TO BE DONE:
Beneath this task is a listing; retype all of it exactly.

Outline labeling records:
+ + + + +

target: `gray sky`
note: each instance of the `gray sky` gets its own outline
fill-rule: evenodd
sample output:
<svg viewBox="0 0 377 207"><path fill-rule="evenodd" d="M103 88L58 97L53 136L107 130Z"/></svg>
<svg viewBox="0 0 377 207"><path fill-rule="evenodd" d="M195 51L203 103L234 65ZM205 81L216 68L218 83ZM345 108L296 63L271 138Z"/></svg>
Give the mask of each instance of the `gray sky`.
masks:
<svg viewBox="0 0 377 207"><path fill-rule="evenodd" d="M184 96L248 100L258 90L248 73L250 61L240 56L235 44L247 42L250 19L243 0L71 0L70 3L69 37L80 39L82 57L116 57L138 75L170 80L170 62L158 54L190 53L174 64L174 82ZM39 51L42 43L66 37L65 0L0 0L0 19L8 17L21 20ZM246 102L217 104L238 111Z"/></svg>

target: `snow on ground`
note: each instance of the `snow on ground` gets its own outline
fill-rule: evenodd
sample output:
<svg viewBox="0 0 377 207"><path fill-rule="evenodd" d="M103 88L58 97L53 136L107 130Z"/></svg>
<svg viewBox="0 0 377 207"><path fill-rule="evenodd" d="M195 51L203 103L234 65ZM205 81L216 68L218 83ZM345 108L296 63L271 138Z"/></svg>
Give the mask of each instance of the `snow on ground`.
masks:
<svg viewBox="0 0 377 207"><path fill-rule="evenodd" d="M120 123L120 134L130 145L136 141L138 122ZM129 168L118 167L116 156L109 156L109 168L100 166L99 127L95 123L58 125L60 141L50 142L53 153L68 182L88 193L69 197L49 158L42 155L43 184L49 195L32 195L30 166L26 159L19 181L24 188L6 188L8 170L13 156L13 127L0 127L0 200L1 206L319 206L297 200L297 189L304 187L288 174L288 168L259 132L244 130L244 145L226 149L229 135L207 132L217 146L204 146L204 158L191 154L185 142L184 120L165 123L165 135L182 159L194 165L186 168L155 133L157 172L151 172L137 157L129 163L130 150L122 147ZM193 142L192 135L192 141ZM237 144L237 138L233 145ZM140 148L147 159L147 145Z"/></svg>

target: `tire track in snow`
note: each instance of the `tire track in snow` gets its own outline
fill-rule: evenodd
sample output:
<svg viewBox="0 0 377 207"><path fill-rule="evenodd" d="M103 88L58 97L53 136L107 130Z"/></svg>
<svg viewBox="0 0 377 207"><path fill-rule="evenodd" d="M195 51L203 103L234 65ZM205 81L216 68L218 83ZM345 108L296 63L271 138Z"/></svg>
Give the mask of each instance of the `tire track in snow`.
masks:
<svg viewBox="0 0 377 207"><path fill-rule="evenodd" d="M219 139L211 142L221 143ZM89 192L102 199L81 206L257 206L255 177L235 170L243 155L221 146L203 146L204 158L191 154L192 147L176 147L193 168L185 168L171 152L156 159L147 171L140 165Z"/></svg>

+ + + + +

WRITTEN SOLUTION:
target: `gray sky`
note: each instance of the `gray sky` gets its own outline
fill-rule: evenodd
sample output:
<svg viewBox="0 0 377 207"><path fill-rule="evenodd" d="M103 88L58 97L53 136L107 130Z"/></svg>
<svg viewBox="0 0 377 207"><path fill-rule="evenodd" d="M195 51L203 103L234 65ZM205 81L216 68L218 83ZM345 108L296 63L271 138Z"/></svg>
Give the mask of each instance of the `gray sky`.
masks:
<svg viewBox="0 0 377 207"><path fill-rule="evenodd" d="M184 96L248 100L258 90L248 73L250 61L240 56L235 44L247 42L250 19L243 0L71 0L70 3L69 37L80 39L82 57L116 57L138 75L170 80L170 62L158 54L190 53L174 64L174 82ZM39 51L42 43L66 37L65 0L0 0L0 19L8 17L21 20ZM246 102L217 104L238 111Z"/></svg>

target: `snow on ground`
note: each instance of the `snow on ground` gets its own outline
fill-rule: evenodd
sample output:
<svg viewBox="0 0 377 207"><path fill-rule="evenodd" d="M103 88L58 97L53 136L107 130Z"/></svg>
<svg viewBox="0 0 377 207"><path fill-rule="evenodd" d="M195 51L203 103L234 65ZM205 81L216 68L218 83ZM345 108L296 63L271 138Z"/></svg>
Give the mask of each instance of the `snow on ground`.
masks:
<svg viewBox="0 0 377 207"><path fill-rule="evenodd" d="M120 123L120 134L130 145L136 141L138 122ZM129 168L118 167L116 156L109 156L109 168L100 166L99 127L95 123L58 125L60 141L50 142L53 153L68 182L88 193L69 197L49 158L42 155L43 184L49 195L32 195L30 166L26 159L19 181L24 188L6 188L8 170L13 156L13 127L0 127L0 200L1 206L319 206L297 200L297 189L304 187L288 174L288 168L259 132L244 130L244 145L226 149L229 135L207 132L217 146L204 146L204 158L191 154L185 142L184 120L165 123L165 135L182 159L194 165L186 168L155 133L157 172L151 172L137 157L129 163L130 150L122 147ZM193 142L192 135L192 141ZM237 144L237 138L233 145ZM140 148L147 159L147 145Z"/></svg>

target: `tire track in snow`
note: each instance of the `tire track in snow` gets its own outline
fill-rule: evenodd
sample output:
<svg viewBox="0 0 377 207"><path fill-rule="evenodd" d="M103 88L58 97L53 136L107 130Z"/></svg>
<svg viewBox="0 0 377 207"><path fill-rule="evenodd" d="M195 51L203 103L234 65ZM205 81L216 68L218 83ZM345 108L296 63L271 138Z"/></svg>
Give the mask of each instance of the `tire track in snow`.
masks:
<svg viewBox="0 0 377 207"><path fill-rule="evenodd" d="M219 139L211 142L221 143ZM89 192L102 199L81 206L257 206L255 177L235 170L243 155L221 146L203 146L204 158L191 154L192 147L176 147L193 168L185 168L171 152L156 159L147 171L140 165Z"/></svg>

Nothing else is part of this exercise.